* Text to read *
::::::::::
Why the recent pop will soon likely fade

Discussion in 'Trading' started by ByLoSellHi, Mar 19, 2008.

  1. Great, great article. But hey, I may just be biased and all the empirical data cited is fabricated.

    I mean, I know the permabulls don't think economic fundamentals, such as consumer spending, matter when it comes to earnings and equity market performance.

    Nor do capital inflows or outflows, I guess.

    Nor does the willingness of banks to lend money.

    http://www.bloomberg.com/apps/news?pid=20601087&sid=aHEC_V2WPS_k&refer=home

    Treasuries Rise on Speculation Report Will Show Slowing Growth

    By Wes Goodman and Aaron Pan

    March 19 (Bloomberg) --
    Treasuries rose, halting a tumble from yesterday, on speculation a central bank report tomorrow will show manufacturing shrank for a fourth month, a sign that credit-market losses slowed the U.S. economy.

    Two-year notes gained after the biggest loss since 2001 as Joseph Stiglitz, a Nobel-prize winning economist, said the U.S. is facing a financial crisis and interest-rate cuts will do little to help. The Federal Reserve reduced its benchmark rate by 75 basis points to 2.25 percent yesterday, with futures showing 50 percent odds of another half-point move by June.

    ``You're still going to have the flight to quality,'' supporting Treasuries as credit losses spread, said Roger Bridges, who oversees the equivalent of $5.59 billion as head of fixed interest at Tyndall Investment Management Australia Ltd. in Sydney. ``There have been various times when we thought the all clear could have been sounded on the U.S. economy and it hasn't happened.''

    The two-year yield fell 9 basis points to 1.53 percent as of 2:27 p.m. in Tokyo, according to bond broker Cantor Fitzgerald LP. The price of the 2 percent security due February 2010 rose 5/32, or $1.56 per $1,000 face amount, to 100 28/32. Ten-year yields increased 5 basis points to 3.45 percent.

    Treasuries extended gains on speculation that another unspecified hedge fund is in trouble, said Kenny Borowicz, a bond-futures broker at MF Global Singapore Ltd., part of the world's largest broker of exchange-traded futures and options contracts.

    Great Depression

    The two-year yield was 72 basis points less than the Fed's target for overnight bank lending, near the smallest difference since October. The deficit was as much as 1.90 percentage points on Jan. 21, the day before the central bank made an emergency 75 basis point cut in borrowing costs. A basis point is 0.01 percentage point.

    The difference, or spread, between two- and 10-year yields was 1.92 percentage points, widening from 1.88 percentage points yesterday. The increase reflects greater demand for shorter maturities, which are more sensitive to interest-rate changes.

    The Fed has brought its benchmark down 3 percentage points since September as it tries to address a financial market meltdown tied to a housing slowdown and defaulted subprime mortgages.

    ``This is clearly the worst financial problem we've had since the Great Depression,'' Stiglitz told Radio New Zealand today from Auckland, where he's attending a conference. ``That has to have very major ramifications for the American economy and the global economy.''

    TED Spread

    Banks' willingness to lend declined, according to the so- called TED spread, the difference between what lenders and the government pay to borrow for three months. The spread widened to 1.66 percentage points, the most this year.
::::::::::
Items from a data source
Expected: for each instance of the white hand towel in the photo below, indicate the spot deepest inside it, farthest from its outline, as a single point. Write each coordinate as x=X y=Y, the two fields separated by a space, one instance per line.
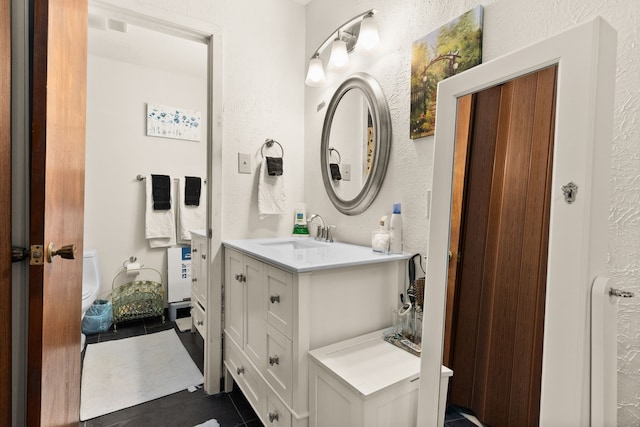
x=272 y=199
x=160 y=226
x=190 y=217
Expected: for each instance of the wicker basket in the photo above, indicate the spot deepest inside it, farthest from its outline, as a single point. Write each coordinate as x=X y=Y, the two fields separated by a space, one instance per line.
x=139 y=298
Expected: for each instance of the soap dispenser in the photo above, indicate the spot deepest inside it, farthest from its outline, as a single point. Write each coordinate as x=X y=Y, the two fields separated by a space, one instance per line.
x=395 y=230
x=380 y=237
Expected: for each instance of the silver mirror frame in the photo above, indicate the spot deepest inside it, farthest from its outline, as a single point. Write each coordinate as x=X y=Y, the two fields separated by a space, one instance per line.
x=381 y=119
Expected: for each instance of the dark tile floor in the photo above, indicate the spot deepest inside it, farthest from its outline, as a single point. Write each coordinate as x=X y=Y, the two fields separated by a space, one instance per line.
x=454 y=418
x=192 y=408
x=179 y=409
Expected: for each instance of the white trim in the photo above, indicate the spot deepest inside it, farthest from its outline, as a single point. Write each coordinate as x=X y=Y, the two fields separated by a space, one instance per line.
x=577 y=243
x=210 y=34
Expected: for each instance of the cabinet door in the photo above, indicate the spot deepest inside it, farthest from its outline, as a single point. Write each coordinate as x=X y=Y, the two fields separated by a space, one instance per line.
x=279 y=300
x=234 y=296
x=199 y=276
x=255 y=343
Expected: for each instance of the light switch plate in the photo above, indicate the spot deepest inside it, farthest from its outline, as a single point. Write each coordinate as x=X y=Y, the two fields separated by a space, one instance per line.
x=244 y=163
x=345 y=172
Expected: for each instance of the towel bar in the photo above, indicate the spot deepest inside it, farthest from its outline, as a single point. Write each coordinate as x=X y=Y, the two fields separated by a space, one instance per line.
x=141 y=177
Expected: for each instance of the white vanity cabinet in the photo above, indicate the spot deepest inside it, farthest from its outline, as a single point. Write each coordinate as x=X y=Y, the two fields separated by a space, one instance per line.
x=199 y=281
x=275 y=312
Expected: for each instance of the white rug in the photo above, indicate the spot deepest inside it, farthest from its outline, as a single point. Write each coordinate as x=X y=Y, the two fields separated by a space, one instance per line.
x=124 y=373
x=210 y=423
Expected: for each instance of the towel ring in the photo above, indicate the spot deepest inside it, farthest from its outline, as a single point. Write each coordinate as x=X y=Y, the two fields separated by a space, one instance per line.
x=269 y=143
x=337 y=152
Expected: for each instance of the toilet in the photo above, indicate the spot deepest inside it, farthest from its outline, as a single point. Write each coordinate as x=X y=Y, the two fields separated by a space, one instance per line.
x=90 y=283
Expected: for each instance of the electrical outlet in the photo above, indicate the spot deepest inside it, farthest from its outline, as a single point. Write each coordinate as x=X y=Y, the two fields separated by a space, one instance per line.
x=244 y=163
x=346 y=172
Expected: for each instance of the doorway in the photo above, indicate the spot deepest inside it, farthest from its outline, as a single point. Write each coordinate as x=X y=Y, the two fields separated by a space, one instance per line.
x=497 y=272
x=179 y=66
x=577 y=229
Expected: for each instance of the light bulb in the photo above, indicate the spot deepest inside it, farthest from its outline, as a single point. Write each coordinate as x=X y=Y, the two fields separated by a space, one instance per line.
x=368 y=38
x=315 y=74
x=339 y=58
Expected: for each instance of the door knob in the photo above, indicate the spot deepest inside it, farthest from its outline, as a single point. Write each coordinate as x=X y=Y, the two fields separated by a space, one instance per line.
x=66 y=252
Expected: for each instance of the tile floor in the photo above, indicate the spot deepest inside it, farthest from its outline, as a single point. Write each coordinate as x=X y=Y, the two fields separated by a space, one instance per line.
x=179 y=409
x=189 y=409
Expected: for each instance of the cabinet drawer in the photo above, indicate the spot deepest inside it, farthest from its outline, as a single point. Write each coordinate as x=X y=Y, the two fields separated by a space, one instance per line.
x=279 y=295
x=279 y=363
x=276 y=413
x=245 y=375
x=199 y=317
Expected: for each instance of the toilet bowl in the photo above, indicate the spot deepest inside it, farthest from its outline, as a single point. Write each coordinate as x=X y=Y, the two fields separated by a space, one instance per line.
x=90 y=283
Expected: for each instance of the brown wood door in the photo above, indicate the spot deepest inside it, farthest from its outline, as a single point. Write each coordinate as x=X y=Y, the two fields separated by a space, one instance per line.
x=5 y=213
x=57 y=209
x=498 y=319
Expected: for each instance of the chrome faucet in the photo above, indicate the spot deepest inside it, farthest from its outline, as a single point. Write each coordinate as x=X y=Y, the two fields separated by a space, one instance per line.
x=323 y=232
x=320 y=233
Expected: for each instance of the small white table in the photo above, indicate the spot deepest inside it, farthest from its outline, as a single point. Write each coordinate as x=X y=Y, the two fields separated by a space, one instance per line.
x=366 y=381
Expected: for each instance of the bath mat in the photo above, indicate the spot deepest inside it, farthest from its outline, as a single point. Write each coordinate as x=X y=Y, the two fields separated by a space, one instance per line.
x=184 y=324
x=210 y=423
x=123 y=373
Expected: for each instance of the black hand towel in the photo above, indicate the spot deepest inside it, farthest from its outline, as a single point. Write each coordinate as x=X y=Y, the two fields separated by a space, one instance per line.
x=161 y=192
x=335 y=171
x=192 y=186
x=274 y=166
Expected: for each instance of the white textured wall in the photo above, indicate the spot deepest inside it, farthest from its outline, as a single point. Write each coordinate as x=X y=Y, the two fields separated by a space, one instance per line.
x=508 y=25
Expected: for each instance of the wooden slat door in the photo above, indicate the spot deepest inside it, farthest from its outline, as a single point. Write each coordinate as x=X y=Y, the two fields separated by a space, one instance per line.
x=5 y=213
x=498 y=333
x=57 y=209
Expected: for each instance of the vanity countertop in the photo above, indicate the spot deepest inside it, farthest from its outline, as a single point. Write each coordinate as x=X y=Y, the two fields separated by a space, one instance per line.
x=305 y=254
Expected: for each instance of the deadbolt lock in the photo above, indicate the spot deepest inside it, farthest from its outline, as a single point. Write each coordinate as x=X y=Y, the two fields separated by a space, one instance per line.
x=66 y=252
x=37 y=255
::::::::::
* Objectives *
**a)** In the forum post, to what level did the Federal Reserve cut its benchmark rate?
**b)** Copy word for word the part of the forum post that opens with the words containing "Discussion in 'Trading'" and closes with "equity market performance.".

* Outputs by task *
**a)** The Federal Reserve cut its benchmark rate by 75 basis points to 2.25 percent.

**b)**
Discussion in 'Trading' started by ByLoSellHi, Mar 19, 2008.

  1. Great, great article. But hey, I may just be biased and all the empirical data cited is fabricated.

    I mean, I know the permabulls don't think economic fundamentals, such as consumer spending, matter when it comes to earnings and equity market performance.